PROBLEM TO SOLVE.
In the film review, which actor voices the ED-209 style robots?

[START TEXT SHOWN]

The Review: The cinema of my childhood was defined by two very different film watching experiences. That’s if you can call it cinema, as the demise of picture palaces in my home town saw me watch most of my films on the technological wonder that was VHS. Some of that was made up of the typical family fare that was a staple of popular cinema in the Eighties, from The Karate Kid to Flight Of The Navigator and The Goonies to Short Circuit. As the decade drew to a close I was allowed by my very liberal mother to take in some of the action greats of the decade before I’d reached the 18 rating recommended, such as Aliens and Die Hard, Lethal Weapon and Robocop. I suspect, although he’s half a decade younger than me and from the other end of the world, that Neill Blomkamp may have had a similarly formative childhood, given that his latest film appears to be an attempt to splice together those two genres by combining the family friendly robot education of Short Circuit with the corporate satire and blood-letting of Robocop.

Normally I’d suggest it’s fairly reductive and not particularly helpful to boil a film down to such obvious constituent components, but Blomkamp seems to be going out of his way to remind us of the heritage of his film. While it’s thrust into the same milieu as his breakout film District 9 with the South African slums providing a stark backdrop, there’s more than a little feeling of Old Detroit about the wasteland hideout of the gangsters who take in Chappie and try to give him an unsuitable education. Even the ED-209 style robots that form the bulkier competition in the security robot industry have the voice of old Tinhead himself, Peter Weller. On the flipslide, Chappie (Sharlton Copley) is a South African accent and a set of wheels away from being Johnny Five and while the film’s conceit of what would happen if you dropped a learning robot into the wrong environment feels original, the patchwork from which it’s been composed verges on over-familiar.

But you want original? How about making two of your lead characters a South African rap duo Die Antwoord who are friends and fans of the director with no real acting experience? As security droid Chappie falls under the influence of Yolandi and Ninja, he’s torn by the basic morality given to him by his creator (Dev Patel, yet another example of a single genius creating artificial intelligence in film making you wonder why we even bother to have corporations, but I digress). At the same time, the audience is torn by wondering if casting two non-actors as the two main human leads in your film is brave or foolish, and it’s probably a bit of both. Ninja and fellow cohort Yankie (actual actor Jose Pablo Cantillo) feel like stock villains, but Yolandi adds some maternal instinct and warmth and the gangster trio are certainly quirky for this kind of film, if not always particularly appealing. Adding to that off-kilter feeling is the fact that Die Antwood’s music is playing regularly in the background – although complemented well by the hard work that Hans Zimmer’s score does to integrate it – and what you’re left with is a whole bunch of oddness to offset the familiarity.

[END TEXT SHOWN]
[START RECORD LIST]

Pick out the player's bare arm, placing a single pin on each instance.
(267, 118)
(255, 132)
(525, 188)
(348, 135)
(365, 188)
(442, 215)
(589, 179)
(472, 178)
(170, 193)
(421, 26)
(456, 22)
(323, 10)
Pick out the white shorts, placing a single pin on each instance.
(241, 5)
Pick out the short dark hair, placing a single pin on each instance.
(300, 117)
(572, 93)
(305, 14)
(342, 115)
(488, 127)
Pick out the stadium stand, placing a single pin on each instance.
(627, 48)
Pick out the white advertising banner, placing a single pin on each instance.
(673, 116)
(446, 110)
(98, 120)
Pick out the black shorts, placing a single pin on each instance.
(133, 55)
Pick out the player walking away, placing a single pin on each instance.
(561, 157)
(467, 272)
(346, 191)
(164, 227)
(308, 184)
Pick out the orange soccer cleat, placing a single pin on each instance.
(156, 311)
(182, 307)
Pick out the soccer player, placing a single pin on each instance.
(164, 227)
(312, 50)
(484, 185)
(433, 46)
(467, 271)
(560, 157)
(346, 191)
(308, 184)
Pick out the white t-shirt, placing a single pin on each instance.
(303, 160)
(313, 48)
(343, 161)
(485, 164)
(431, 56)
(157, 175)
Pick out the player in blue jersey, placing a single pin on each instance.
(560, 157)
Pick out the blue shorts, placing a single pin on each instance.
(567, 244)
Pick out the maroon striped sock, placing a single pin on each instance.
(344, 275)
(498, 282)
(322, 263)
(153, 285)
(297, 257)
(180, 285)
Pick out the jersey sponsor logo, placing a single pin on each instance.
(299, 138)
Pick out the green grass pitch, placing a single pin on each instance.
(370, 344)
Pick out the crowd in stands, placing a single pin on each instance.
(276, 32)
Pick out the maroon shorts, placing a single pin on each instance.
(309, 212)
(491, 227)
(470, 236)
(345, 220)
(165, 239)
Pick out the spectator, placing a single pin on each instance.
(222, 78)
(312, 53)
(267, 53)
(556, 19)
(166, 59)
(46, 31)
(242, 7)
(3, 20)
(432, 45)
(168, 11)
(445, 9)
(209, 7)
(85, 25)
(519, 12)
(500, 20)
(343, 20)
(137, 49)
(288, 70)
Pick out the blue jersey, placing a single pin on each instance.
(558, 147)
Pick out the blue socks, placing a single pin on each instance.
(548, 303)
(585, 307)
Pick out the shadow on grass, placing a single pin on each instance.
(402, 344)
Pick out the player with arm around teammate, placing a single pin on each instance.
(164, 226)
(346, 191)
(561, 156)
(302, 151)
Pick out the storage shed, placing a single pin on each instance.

[END RECORD LIST]
[START RECORD LIST]

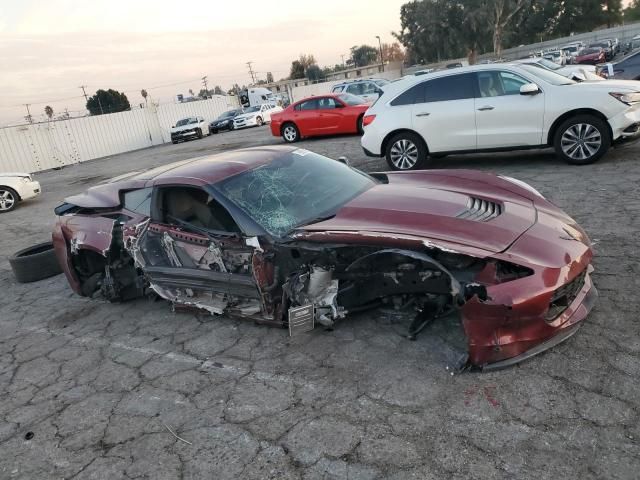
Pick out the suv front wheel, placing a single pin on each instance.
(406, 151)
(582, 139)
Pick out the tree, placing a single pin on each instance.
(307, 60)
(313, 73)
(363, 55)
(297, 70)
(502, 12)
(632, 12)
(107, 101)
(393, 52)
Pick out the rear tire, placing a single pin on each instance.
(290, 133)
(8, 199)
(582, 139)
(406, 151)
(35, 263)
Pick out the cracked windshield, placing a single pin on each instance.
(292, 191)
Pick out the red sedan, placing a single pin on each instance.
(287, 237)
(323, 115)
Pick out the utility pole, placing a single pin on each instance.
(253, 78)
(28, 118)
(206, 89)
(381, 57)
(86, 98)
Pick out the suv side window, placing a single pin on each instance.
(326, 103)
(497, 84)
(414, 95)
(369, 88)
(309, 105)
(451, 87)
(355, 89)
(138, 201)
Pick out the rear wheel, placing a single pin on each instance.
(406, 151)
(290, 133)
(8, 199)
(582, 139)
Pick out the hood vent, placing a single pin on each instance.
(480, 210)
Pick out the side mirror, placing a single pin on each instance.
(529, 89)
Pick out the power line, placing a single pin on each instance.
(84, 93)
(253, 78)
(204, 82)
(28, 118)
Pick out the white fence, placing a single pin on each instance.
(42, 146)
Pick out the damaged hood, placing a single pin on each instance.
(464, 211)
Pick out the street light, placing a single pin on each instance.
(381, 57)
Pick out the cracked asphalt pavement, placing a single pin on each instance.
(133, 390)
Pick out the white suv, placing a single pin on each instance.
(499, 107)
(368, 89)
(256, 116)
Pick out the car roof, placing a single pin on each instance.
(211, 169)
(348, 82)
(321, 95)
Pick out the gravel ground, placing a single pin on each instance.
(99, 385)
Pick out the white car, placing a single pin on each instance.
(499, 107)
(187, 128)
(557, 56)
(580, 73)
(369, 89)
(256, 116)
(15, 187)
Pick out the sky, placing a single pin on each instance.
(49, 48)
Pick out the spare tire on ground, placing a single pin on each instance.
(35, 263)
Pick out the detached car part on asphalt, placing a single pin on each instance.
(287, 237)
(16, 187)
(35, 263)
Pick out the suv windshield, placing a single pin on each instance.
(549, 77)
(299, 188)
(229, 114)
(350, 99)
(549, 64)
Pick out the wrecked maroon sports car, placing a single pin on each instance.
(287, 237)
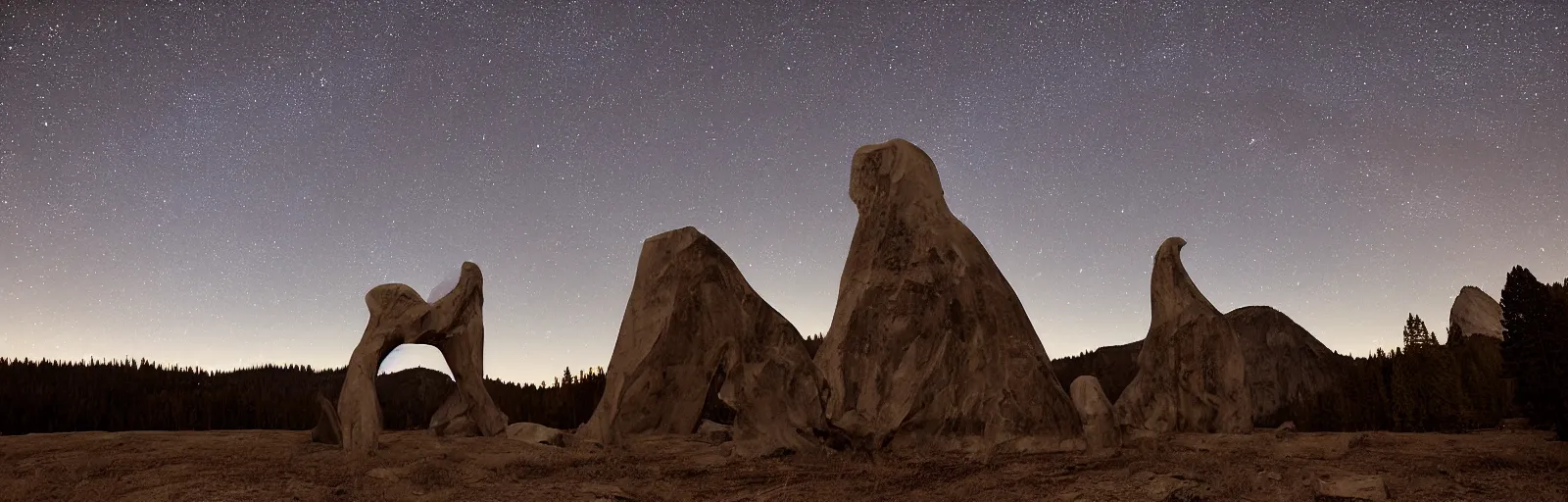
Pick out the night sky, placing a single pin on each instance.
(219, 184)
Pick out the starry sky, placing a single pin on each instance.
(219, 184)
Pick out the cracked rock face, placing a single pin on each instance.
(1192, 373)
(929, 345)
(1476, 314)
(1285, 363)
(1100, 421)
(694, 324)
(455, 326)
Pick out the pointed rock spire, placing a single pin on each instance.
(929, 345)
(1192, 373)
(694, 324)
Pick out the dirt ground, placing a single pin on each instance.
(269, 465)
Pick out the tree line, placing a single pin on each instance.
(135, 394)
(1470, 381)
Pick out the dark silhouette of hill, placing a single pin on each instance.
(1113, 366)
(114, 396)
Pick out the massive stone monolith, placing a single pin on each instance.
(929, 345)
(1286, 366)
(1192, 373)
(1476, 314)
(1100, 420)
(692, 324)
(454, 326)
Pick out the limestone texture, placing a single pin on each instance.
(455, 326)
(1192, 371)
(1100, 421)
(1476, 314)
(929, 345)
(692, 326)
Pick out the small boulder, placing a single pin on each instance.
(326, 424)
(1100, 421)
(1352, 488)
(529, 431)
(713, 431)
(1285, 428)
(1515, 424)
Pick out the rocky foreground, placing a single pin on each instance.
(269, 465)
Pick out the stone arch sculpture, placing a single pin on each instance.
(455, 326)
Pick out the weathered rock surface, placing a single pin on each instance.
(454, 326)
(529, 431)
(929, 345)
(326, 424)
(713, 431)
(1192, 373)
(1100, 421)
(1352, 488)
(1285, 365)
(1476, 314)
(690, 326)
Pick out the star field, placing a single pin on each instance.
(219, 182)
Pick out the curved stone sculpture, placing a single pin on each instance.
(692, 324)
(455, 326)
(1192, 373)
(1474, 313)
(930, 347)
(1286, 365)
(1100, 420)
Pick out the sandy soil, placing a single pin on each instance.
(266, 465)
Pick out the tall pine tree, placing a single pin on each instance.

[END RECORD LIST]
[START RECORD LIST]

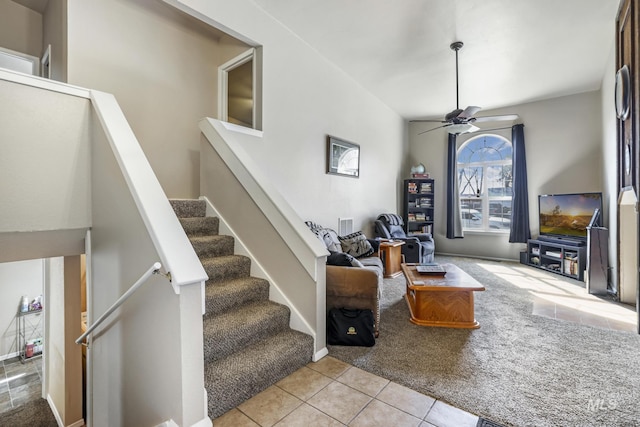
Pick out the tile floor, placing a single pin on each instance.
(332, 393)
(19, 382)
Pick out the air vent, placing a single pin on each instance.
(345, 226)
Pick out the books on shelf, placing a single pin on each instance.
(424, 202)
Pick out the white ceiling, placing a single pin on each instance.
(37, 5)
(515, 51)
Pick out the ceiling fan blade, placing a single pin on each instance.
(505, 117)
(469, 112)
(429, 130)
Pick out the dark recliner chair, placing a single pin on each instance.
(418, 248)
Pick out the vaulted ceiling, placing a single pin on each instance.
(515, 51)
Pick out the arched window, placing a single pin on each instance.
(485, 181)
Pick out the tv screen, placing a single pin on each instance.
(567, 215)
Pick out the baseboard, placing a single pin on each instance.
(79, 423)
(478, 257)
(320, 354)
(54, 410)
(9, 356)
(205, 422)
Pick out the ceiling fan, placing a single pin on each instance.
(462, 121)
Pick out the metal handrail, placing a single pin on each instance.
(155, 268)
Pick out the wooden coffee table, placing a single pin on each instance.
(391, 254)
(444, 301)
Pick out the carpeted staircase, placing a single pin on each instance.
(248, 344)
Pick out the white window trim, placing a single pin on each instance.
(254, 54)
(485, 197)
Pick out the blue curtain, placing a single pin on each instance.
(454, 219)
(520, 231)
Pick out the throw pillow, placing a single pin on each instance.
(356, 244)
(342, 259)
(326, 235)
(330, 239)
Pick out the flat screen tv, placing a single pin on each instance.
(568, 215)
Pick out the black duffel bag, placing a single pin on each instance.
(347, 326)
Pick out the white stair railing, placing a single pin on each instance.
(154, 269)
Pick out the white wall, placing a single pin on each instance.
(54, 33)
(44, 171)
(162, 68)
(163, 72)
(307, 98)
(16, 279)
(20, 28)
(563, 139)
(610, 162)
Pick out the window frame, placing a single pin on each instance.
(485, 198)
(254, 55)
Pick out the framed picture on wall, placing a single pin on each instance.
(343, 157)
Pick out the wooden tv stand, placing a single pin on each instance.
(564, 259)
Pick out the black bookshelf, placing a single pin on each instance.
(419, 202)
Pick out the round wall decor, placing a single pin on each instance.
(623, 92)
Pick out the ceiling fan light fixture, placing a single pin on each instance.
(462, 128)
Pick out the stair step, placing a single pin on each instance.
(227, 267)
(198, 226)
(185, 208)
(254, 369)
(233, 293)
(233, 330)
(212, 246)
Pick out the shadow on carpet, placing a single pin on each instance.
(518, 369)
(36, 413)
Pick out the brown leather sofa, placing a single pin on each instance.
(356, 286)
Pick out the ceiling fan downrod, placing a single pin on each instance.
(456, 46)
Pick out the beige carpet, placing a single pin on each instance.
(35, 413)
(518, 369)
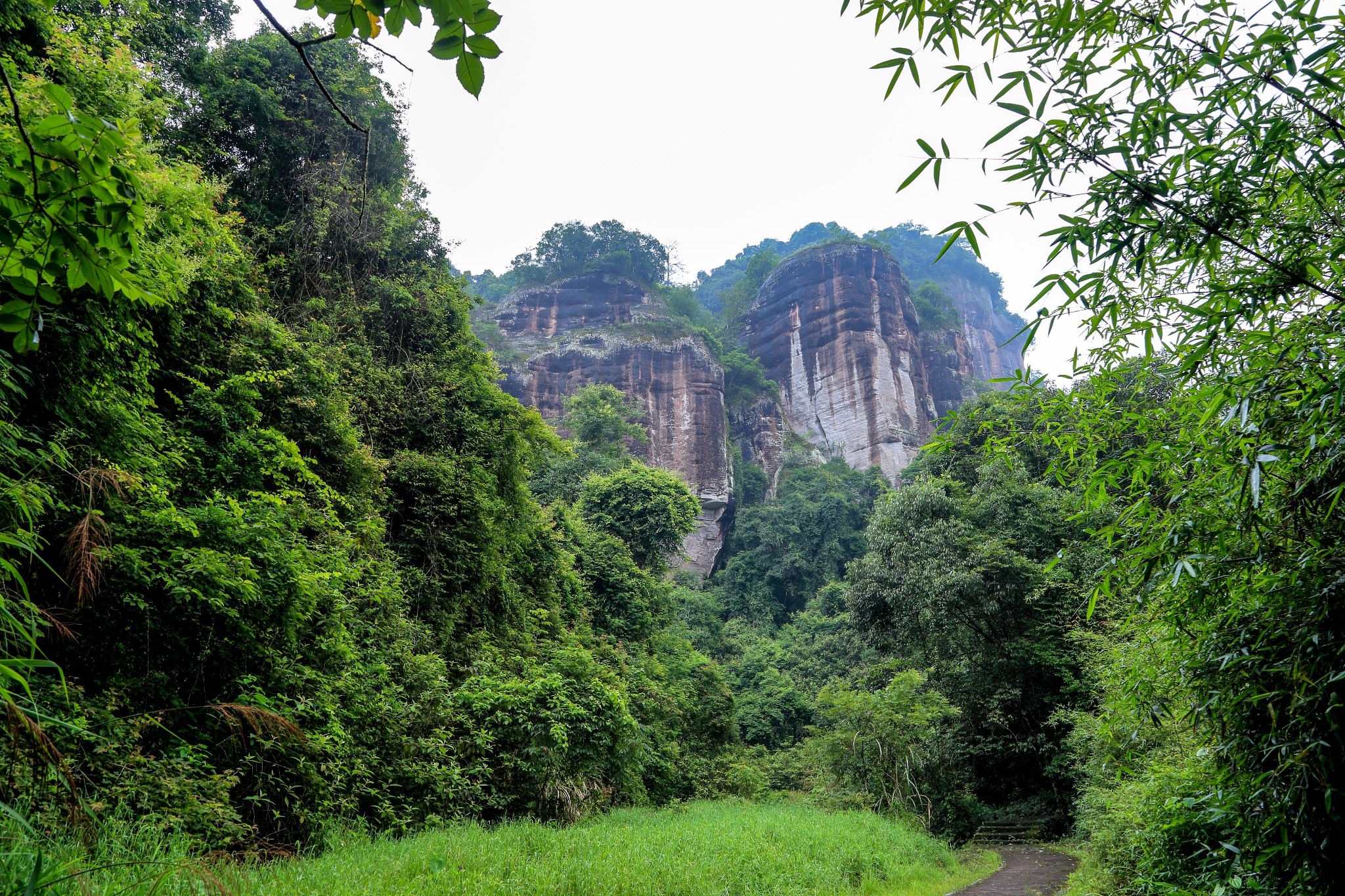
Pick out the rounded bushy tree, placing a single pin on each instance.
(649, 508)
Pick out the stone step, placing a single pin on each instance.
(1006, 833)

[END RECORD LIST]

RESPONSE TO THE EXERCISE.
Peter Weller